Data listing

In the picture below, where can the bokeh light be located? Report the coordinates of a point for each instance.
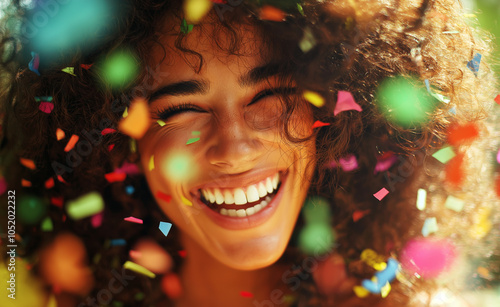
(403, 102)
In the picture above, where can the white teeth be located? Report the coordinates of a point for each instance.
(269, 185)
(228, 197)
(252, 193)
(241, 213)
(262, 189)
(275, 181)
(239, 197)
(219, 199)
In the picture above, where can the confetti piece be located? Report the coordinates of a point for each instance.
(186, 201)
(430, 226)
(271, 13)
(319, 124)
(47, 224)
(185, 27)
(381, 194)
(85, 206)
(133, 220)
(71, 143)
(345, 102)
(25, 183)
(444, 155)
(192, 140)
(163, 196)
(421, 199)
(459, 134)
(86, 66)
(314, 98)
(115, 177)
(28, 163)
(69, 70)
(454, 203)
(118, 242)
(137, 122)
(46, 107)
(49, 184)
(473, 65)
(60, 134)
(152, 162)
(246, 294)
(358, 214)
(34, 63)
(138, 269)
(107, 131)
(195, 10)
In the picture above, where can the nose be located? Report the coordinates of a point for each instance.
(235, 148)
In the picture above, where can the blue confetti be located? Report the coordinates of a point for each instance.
(165, 228)
(474, 64)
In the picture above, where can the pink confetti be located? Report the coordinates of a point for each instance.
(133, 220)
(345, 102)
(381, 194)
(46, 107)
(96, 220)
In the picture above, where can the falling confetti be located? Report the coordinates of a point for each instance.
(381, 194)
(137, 122)
(345, 102)
(165, 228)
(85, 206)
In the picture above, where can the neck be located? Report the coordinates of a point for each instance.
(208, 282)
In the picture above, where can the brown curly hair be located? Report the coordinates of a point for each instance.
(358, 45)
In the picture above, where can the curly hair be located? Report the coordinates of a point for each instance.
(358, 45)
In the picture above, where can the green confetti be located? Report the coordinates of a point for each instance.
(85, 206)
(192, 140)
(455, 204)
(444, 155)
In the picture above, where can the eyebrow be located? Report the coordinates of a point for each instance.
(193, 87)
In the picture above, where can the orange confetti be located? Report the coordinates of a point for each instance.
(458, 134)
(60, 134)
(28, 163)
(115, 177)
(137, 122)
(271, 13)
(71, 143)
(49, 184)
(25, 183)
(454, 170)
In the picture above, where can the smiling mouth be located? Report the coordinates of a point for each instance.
(242, 202)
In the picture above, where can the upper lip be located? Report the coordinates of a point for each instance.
(241, 180)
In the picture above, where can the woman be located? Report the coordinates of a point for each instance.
(257, 111)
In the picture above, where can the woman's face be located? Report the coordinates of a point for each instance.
(237, 191)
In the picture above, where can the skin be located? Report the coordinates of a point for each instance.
(230, 148)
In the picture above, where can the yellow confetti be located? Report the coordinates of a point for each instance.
(360, 291)
(314, 98)
(138, 269)
(152, 163)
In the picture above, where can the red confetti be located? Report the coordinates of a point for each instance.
(246, 294)
(462, 133)
(71, 143)
(49, 184)
(358, 214)
(86, 66)
(115, 177)
(319, 124)
(163, 196)
(454, 170)
(108, 131)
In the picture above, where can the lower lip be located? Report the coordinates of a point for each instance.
(240, 223)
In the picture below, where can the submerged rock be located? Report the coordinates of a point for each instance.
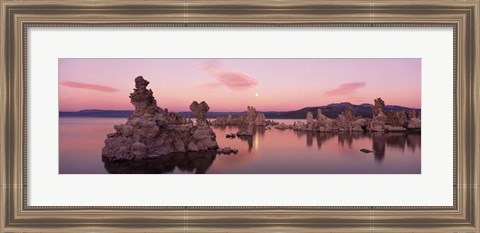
(227, 150)
(366, 151)
(152, 131)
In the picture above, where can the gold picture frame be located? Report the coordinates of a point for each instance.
(17, 16)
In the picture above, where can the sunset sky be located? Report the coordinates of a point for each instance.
(234, 84)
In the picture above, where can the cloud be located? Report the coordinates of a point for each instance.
(346, 89)
(231, 79)
(88, 86)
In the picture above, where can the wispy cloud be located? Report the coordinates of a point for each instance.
(345, 89)
(231, 79)
(88, 86)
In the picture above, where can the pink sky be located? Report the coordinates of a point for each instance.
(233, 84)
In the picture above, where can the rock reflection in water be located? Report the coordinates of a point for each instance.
(379, 140)
(190, 162)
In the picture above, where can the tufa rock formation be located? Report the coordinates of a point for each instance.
(152, 131)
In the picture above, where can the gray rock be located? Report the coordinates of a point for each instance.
(152, 131)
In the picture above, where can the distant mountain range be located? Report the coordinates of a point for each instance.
(331, 111)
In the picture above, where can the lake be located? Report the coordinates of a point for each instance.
(267, 152)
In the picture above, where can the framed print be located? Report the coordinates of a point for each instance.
(239, 116)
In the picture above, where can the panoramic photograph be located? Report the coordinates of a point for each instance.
(239, 116)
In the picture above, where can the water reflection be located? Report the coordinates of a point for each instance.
(200, 162)
(379, 140)
(269, 151)
(191, 162)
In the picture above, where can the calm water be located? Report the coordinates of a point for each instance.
(267, 152)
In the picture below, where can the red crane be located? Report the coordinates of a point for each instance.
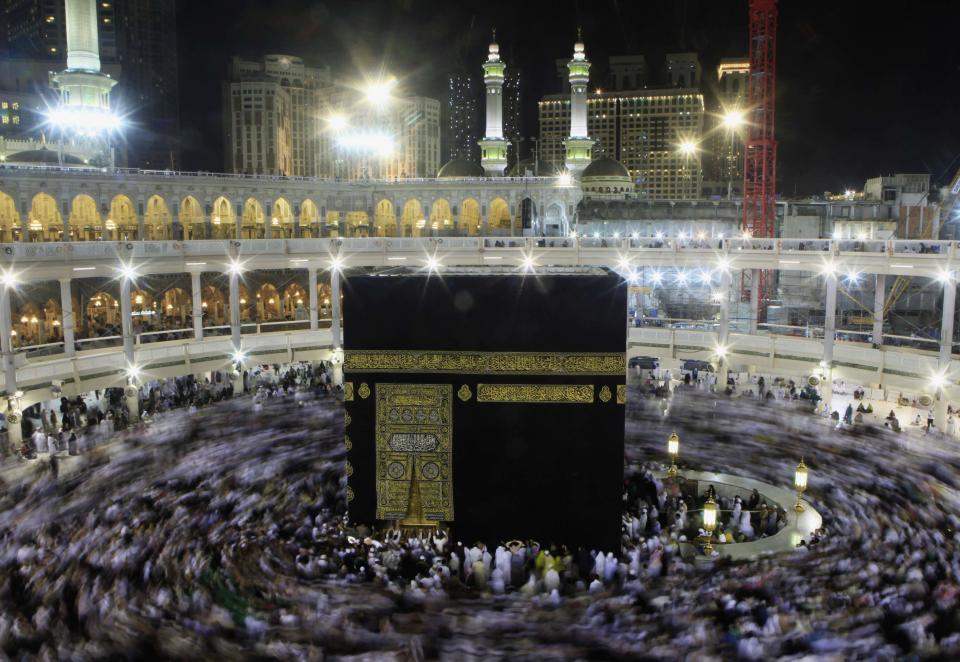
(760, 153)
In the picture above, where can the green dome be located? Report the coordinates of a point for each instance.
(605, 167)
(460, 168)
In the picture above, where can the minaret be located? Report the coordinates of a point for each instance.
(579, 146)
(84, 107)
(493, 146)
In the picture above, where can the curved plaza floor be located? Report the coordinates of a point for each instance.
(184, 545)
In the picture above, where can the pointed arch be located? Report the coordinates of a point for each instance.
(251, 224)
(192, 219)
(441, 216)
(385, 219)
(499, 216)
(121, 222)
(295, 302)
(412, 221)
(268, 303)
(157, 220)
(281, 223)
(85, 222)
(309, 219)
(9, 219)
(468, 220)
(223, 220)
(44, 221)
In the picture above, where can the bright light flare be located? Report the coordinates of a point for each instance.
(84, 120)
(128, 272)
(432, 264)
(688, 148)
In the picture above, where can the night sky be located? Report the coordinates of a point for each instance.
(862, 89)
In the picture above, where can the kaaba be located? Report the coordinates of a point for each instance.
(487, 401)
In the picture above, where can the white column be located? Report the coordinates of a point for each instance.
(946, 352)
(879, 298)
(312, 284)
(829, 331)
(67, 323)
(235, 310)
(335, 307)
(723, 332)
(6, 345)
(197, 306)
(126, 319)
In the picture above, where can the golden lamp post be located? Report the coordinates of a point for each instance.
(673, 449)
(800, 483)
(709, 523)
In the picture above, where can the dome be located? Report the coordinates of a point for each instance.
(44, 156)
(605, 167)
(460, 168)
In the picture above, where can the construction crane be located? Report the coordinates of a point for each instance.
(760, 149)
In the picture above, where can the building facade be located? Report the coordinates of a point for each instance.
(463, 117)
(643, 129)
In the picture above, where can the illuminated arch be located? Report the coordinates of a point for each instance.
(121, 222)
(499, 216)
(85, 222)
(468, 220)
(309, 218)
(268, 303)
(213, 302)
(296, 303)
(157, 221)
(192, 219)
(251, 223)
(223, 220)
(385, 219)
(44, 221)
(9, 219)
(175, 308)
(281, 223)
(412, 221)
(103, 311)
(358, 224)
(441, 218)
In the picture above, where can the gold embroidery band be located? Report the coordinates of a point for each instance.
(480, 363)
(534, 393)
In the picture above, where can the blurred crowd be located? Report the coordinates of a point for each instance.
(225, 533)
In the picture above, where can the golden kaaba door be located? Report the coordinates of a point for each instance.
(414, 453)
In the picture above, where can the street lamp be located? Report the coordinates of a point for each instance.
(673, 449)
(800, 483)
(709, 523)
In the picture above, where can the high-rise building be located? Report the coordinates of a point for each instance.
(463, 117)
(627, 72)
(277, 119)
(729, 129)
(138, 48)
(643, 129)
(683, 70)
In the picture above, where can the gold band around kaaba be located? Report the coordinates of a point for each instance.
(504, 363)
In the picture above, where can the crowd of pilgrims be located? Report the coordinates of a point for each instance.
(225, 534)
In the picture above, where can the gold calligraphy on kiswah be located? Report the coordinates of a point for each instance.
(507, 363)
(536, 393)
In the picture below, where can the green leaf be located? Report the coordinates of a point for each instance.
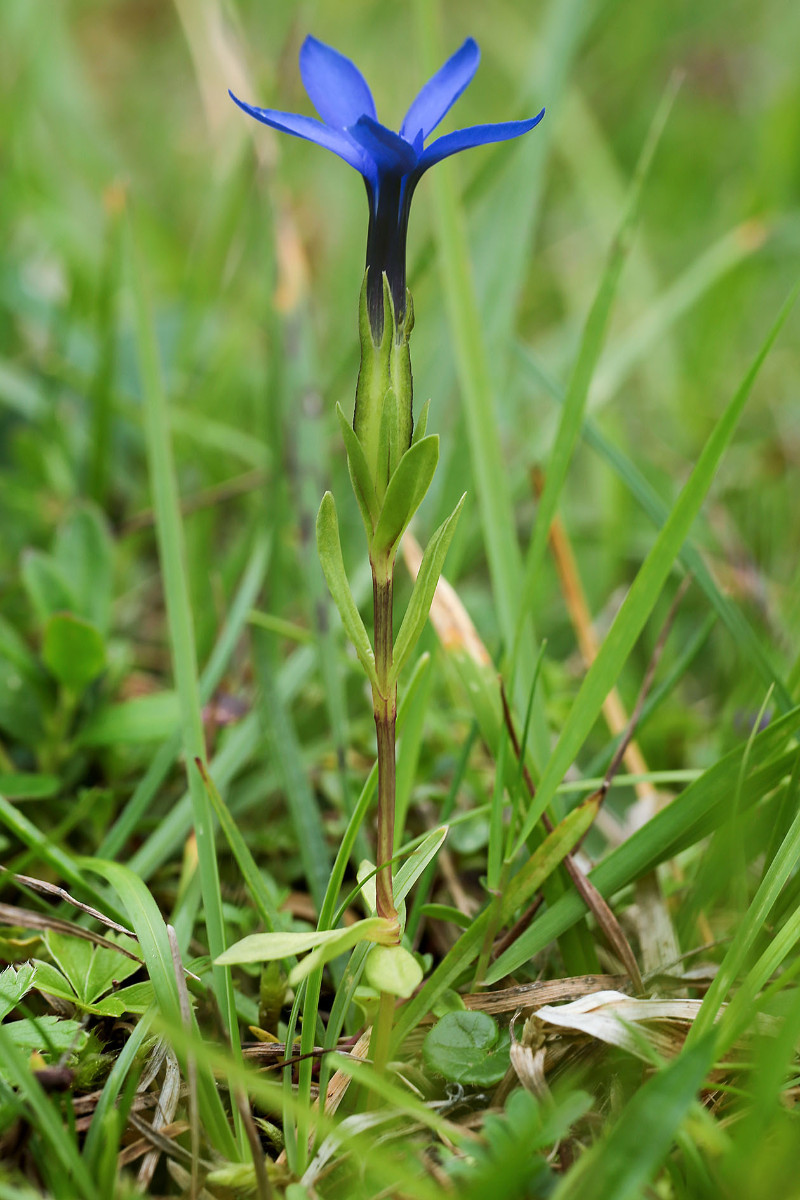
(28, 786)
(591, 343)
(425, 587)
(405, 492)
(389, 448)
(73, 651)
(84, 553)
(270, 947)
(13, 985)
(394, 970)
(91, 970)
(619, 1167)
(372, 929)
(421, 424)
(645, 589)
(138, 997)
(468, 1048)
(689, 817)
(536, 870)
(362, 484)
(145, 719)
(417, 861)
(49, 1035)
(47, 587)
(154, 941)
(23, 706)
(330, 556)
(47, 1117)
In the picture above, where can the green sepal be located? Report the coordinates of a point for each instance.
(385, 365)
(362, 485)
(390, 449)
(329, 547)
(421, 426)
(405, 492)
(425, 586)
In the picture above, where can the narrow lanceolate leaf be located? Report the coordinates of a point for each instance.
(151, 931)
(644, 591)
(330, 556)
(404, 493)
(416, 863)
(546, 858)
(373, 929)
(536, 870)
(360, 477)
(421, 424)
(423, 588)
(272, 947)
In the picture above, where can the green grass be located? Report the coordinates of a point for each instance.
(607, 300)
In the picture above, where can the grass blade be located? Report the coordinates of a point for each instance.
(645, 589)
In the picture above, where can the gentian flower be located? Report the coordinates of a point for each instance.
(390, 163)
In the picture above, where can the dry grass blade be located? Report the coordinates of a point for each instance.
(52, 889)
(656, 934)
(338, 1081)
(543, 991)
(10, 915)
(596, 905)
(162, 1119)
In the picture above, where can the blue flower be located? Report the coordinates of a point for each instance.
(391, 163)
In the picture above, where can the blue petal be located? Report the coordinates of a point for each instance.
(335, 85)
(311, 130)
(441, 91)
(474, 136)
(390, 153)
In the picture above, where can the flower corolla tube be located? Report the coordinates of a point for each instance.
(390, 163)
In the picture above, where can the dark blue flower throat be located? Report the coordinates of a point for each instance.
(391, 163)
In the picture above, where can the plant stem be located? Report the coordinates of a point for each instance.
(382, 1032)
(385, 711)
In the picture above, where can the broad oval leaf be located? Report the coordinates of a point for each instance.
(468, 1048)
(73, 651)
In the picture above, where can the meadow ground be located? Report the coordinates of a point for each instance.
(603, 325)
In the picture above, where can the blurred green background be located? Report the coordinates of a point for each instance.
(252, 246)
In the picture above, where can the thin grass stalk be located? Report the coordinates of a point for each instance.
(172, 553)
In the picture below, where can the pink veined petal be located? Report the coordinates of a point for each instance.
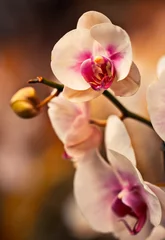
(126, 171)
(117, 44)
(117, 138)
(131, 176)
(158, 233)
(68, 54)
(135, 201)
(79, 130)
(80, 96)
(63, 114)
(153, 203)
(156, 108)
(129, 85)
(91, 18)
(93, 141)
(160, 195)
(161, 67)
(94, 187)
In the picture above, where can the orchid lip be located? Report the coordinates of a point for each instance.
(99, 72)
(135, 207)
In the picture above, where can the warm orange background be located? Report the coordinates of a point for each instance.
(30, 153)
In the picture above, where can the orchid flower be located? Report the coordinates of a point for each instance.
(113, 195)
(71, 124)
(158, 233)
(95, 56)
(156, 100)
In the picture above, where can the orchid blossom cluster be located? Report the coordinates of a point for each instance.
(109, 188)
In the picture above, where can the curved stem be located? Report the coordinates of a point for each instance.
(125, 112)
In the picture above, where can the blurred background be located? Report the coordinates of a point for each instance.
(35, 182)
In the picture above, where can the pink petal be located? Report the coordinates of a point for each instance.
(160, 195)
(68, 54)
(129, 85)
(130, 176)
(91, 18)
(80, 96)
(136, 208)
(117, 44)
(154, 206)
(93, 141)
(156, 107)
(63, 114)
(161, 67)
(94, 187)
(117, 138)
(158, 233)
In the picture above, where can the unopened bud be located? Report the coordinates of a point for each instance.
(25, 103)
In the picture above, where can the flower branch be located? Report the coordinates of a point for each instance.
(125, 112)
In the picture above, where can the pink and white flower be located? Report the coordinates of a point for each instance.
(113, 195)
(95, 56)
(156, 100)
(71, 124)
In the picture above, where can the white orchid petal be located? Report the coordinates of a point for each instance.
(91, 18)
(156, 107)
(130, 173)
(161, 66)
(80, 96)
(117, 43)
(69, 119)
(158, 233)
(129, 85)
(93, 188)
(117, 138)
(68, 54)
(62, 114)
(160, 195)
(92, 141)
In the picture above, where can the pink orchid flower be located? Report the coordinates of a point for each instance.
(156, 100)
(95, 56)
(71, 124)
(158, 233)
(113, 195)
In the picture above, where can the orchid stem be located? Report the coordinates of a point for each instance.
(125, 112)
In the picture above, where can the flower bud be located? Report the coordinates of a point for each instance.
(25, 103)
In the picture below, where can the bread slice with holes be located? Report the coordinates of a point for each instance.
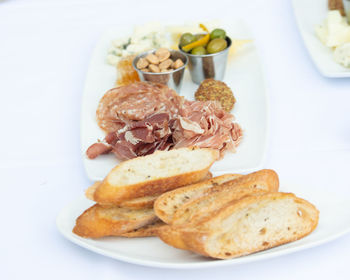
(145, 231)
(188, 218)
(167, 204)
(99, 221)
(252, 224)
(265, 180)
(155, 174)
(136, 203)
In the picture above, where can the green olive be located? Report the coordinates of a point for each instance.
(199, 36)
(187, 38)
(199, 50)
(216, 45)
(217, 33)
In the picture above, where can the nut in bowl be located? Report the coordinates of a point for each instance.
(161, 66)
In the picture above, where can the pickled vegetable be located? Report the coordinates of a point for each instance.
(216, 45)
(217, 33)
(187, 38)
(199, 50)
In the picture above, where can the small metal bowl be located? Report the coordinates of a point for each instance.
(208, 65)
(172, 79)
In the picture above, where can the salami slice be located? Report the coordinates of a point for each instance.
(135, 102)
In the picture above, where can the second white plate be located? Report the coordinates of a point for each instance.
(308, 14)
(243, 75)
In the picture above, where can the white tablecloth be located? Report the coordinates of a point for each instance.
(45, 47)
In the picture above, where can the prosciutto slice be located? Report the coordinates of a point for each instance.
(206, 125)
(143, 117)
(135, 102)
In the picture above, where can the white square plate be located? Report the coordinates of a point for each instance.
(308, 14)
(151, 251)
(243, 75)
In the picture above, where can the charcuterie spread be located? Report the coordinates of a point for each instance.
(165, 145)
(144, 117)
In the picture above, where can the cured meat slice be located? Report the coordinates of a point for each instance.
(206, 125)
(135, 102)
(143, 117)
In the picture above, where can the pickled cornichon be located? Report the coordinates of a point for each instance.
(217, 33)
(187, 38)
(216, 45)
(199, 50)
(207, 43)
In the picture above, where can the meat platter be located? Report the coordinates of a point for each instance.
(243, 74)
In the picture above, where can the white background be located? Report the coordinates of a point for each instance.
(45, 47)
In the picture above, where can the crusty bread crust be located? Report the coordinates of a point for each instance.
(90, 191)
(106, 192)
(218, 196)
(145, 202)
(97, 221)
(167, 204)
(145, 231)
(198, 209)
(172, 236)
(200, 238)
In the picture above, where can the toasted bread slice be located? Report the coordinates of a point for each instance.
(167, 204)
(145, 231)
(90, 191)
(140, 202)
(205, 206)
(252, 224)
(172, 236)
(136, 203)
(99, 221)
(155, 174)
(218, 196)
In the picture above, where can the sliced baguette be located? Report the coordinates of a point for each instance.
(218, 196)
(155, 174)
(99, 221)
(145, 231)
(252, 224)
(172, 236)
(140, 202)
(167, 204)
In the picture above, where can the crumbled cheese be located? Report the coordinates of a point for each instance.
(342, 55)
(335, 31)
(144, 38)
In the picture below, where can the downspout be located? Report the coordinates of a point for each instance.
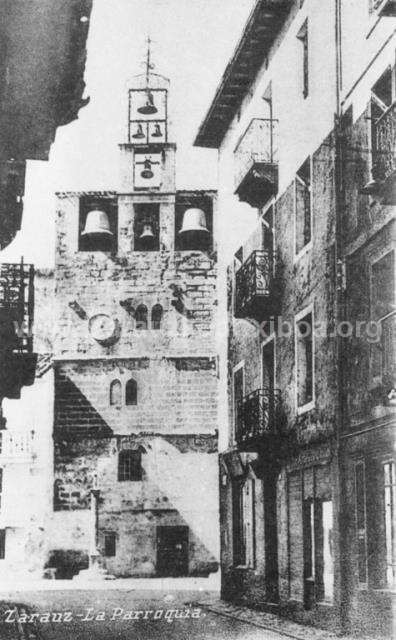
(339, 317)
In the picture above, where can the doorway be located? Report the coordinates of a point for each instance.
(172, 551)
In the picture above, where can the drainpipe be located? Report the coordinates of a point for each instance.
(340, 316)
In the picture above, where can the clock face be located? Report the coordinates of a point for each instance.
(103, 329)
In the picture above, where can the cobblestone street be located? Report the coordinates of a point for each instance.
(121, 614)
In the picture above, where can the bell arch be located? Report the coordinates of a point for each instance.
(141, 317)
(157, 313)
(131, 392)
(115, 395)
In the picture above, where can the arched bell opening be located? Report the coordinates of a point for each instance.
(97, 225)
(193, 229)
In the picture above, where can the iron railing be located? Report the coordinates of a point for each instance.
(385, 7)
(253, 281)
(384, 152)
(16, 446)
(256, 416)
(256, 145)
(17, 302)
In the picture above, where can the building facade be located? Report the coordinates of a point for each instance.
(306, 177)
(135, 440)
(130, 481)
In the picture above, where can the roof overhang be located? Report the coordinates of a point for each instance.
(263, 26)
(42, 63)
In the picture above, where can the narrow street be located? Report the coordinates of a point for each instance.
(106, 615)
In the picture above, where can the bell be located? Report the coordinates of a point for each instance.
(157, 132)
(194, 221)
(147, 173)
(139, 132)
(147, 238)
(97, 222)
(147, 233)
(148, 108)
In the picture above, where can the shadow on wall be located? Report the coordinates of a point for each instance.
(157, 526)
(74, 414)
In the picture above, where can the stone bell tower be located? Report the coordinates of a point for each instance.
(135, 427)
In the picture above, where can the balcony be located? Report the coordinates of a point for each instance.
(384, 154)
(254, 287)
(256, 422)
(385, 8)
(17, 360)
(256, 165)
(17, 447)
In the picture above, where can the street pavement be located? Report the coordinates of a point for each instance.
(120, 615)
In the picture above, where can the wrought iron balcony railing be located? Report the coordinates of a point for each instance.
(256, 163)
(385, 7)
(384, 152)
(17, 447)
(17, 304)
(257, 415)
(254, 287)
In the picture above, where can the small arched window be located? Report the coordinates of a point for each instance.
(131, 392)
(141, 317)
(115, 393)
(156, 316)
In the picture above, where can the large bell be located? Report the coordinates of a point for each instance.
(147, 172)
(194, 233)
(157, 132)
(147, 232)
(147, 237)
(148, 108)
(139, 132)
(194, 221)
(97, 223)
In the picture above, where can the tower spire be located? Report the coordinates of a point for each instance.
(148, 63)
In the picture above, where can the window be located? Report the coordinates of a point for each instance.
(244, 523)
(115, 393)
(131, 392)
(318, 550)
(360, 507)
(129, 466)
(141, 317)
(156, 316)
(303, 206)
(303, 37)
(109, 544)
(238, 389)
(304, 360)
(2, 544)
(382, 307)
(390, 533)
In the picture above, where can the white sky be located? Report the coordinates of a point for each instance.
(193, 41)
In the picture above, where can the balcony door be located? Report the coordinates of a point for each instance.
(268, 366)
(238, 393)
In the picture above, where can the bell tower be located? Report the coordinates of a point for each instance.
(136, 359)
(148, 158)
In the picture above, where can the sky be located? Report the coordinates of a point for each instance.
(192, 43)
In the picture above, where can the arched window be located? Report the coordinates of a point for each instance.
(131, 392)
(156, 316)
(141, 317)
(115, 393)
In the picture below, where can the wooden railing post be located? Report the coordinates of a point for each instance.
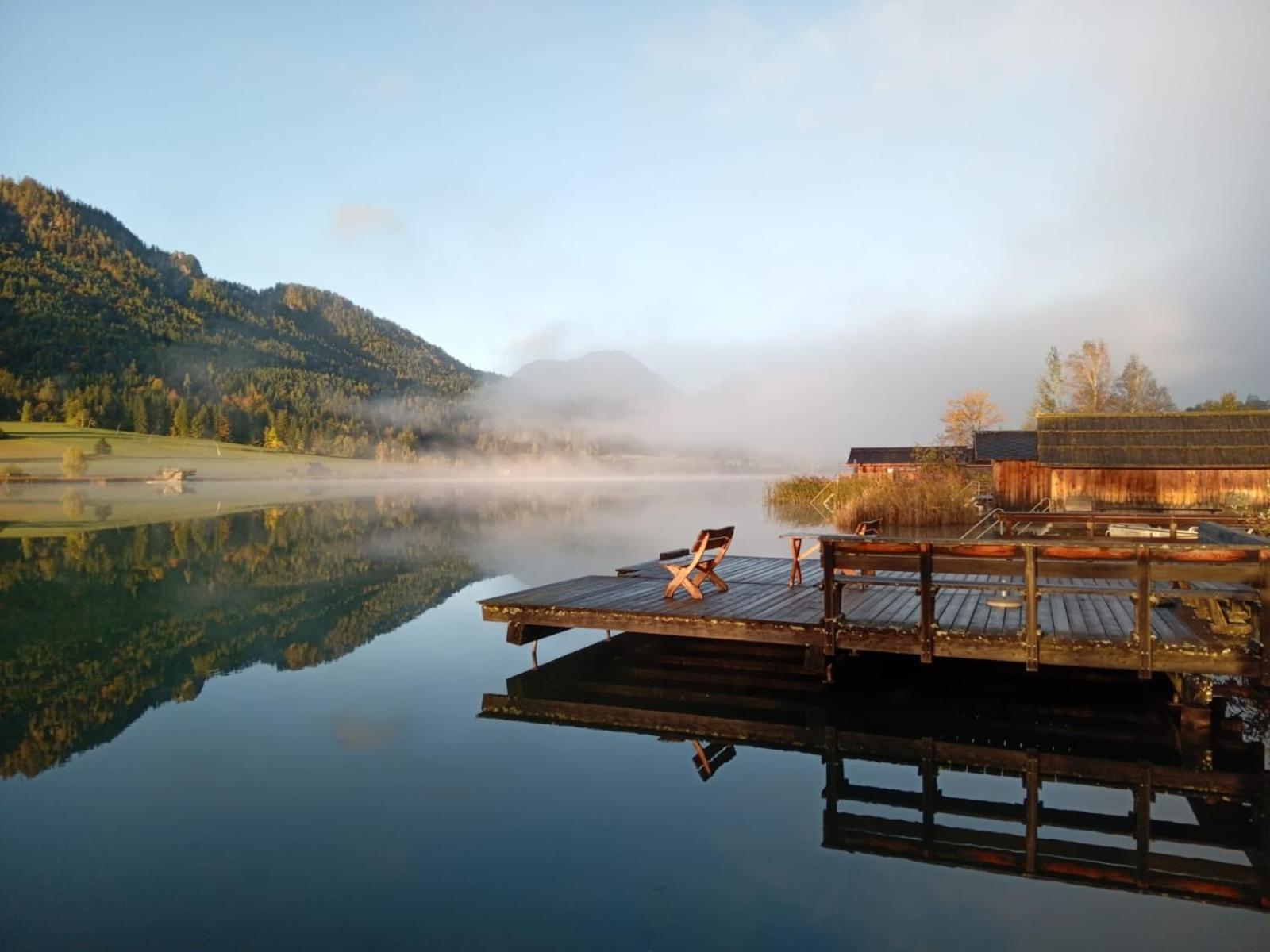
(832, 603)
(1032, 628)
(831, 606)
(1143, 612)
(926, 593)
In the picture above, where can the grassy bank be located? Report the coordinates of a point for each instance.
(795, 490)
(937, 498)
(933, 499)
(37, 448)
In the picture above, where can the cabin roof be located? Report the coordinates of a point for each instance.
(1005, 444)
(902, 456)
(1187, 441)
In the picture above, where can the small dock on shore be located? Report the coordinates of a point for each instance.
(1180, 609)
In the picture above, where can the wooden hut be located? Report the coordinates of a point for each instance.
(899, 463)
(1136, 461)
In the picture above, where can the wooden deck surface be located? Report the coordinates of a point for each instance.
(1091, 628)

The request —
Recast the lines of the data listing as a numbered list, starting at the line that contains "In the picture above, where can the white sky" and ending with the last line of the listing. Omit the pictures.

Complete answer —
1. In the picture above, where can the white sky be located? Report the coordinates of a point for each instance.
2. (193, 41)
3. In the picture above, where can the balcony door be located? Report the coordinates of a point for each instance.
4. (268, 366)
5. (238, 393)
6. In the picture above, where can the bell tower be located? Report the coordinates of a point for each instance.
7. (136, 359)
8. (148, 158)
9. In the picture above, where can the sky be located? Report the coordinates of a point for each instance.
10. (192, 43)
11. In the picture above, where can the arched window be located? Report the coordinates of a point for each instance.
12. (131, 392)
13. (156, 316)
14. (141, 317)
15. (115, 393)
16. In the picture below, where can the wooden railing post be located? Report the coordinates of a point for each instance.
17. (832, 603)
18. (1032, 628)
19. (831, 606)
20. (1143, 612)
21. (926, 593)
22. In the picture above, where can the grassy bank be located? Report the coordinates of a point for each instance.
23. (795, 490)
24. (937, 498)
25. (933, 499)
26. (37, 448)
27. In the picture above, where can the cabin roof be located? Report the coordinates of a point for each instance.
28. (1005, 444)
29. (902, 456)
30. (1187, 441)
31. In the picture above, where can the small dock on shore be located? Report the coordinates of a point for each instance.
32. (1180, 609)
33. In the picture above, where can the wooden hut be located? Report the coordinates of a point for each instance.
34. (899, 463)
35. (1136, 461)
36. In the picture above, where can the wooden deck surface be located? Report the coordinates of a point for each instance.
37. (1091, 628)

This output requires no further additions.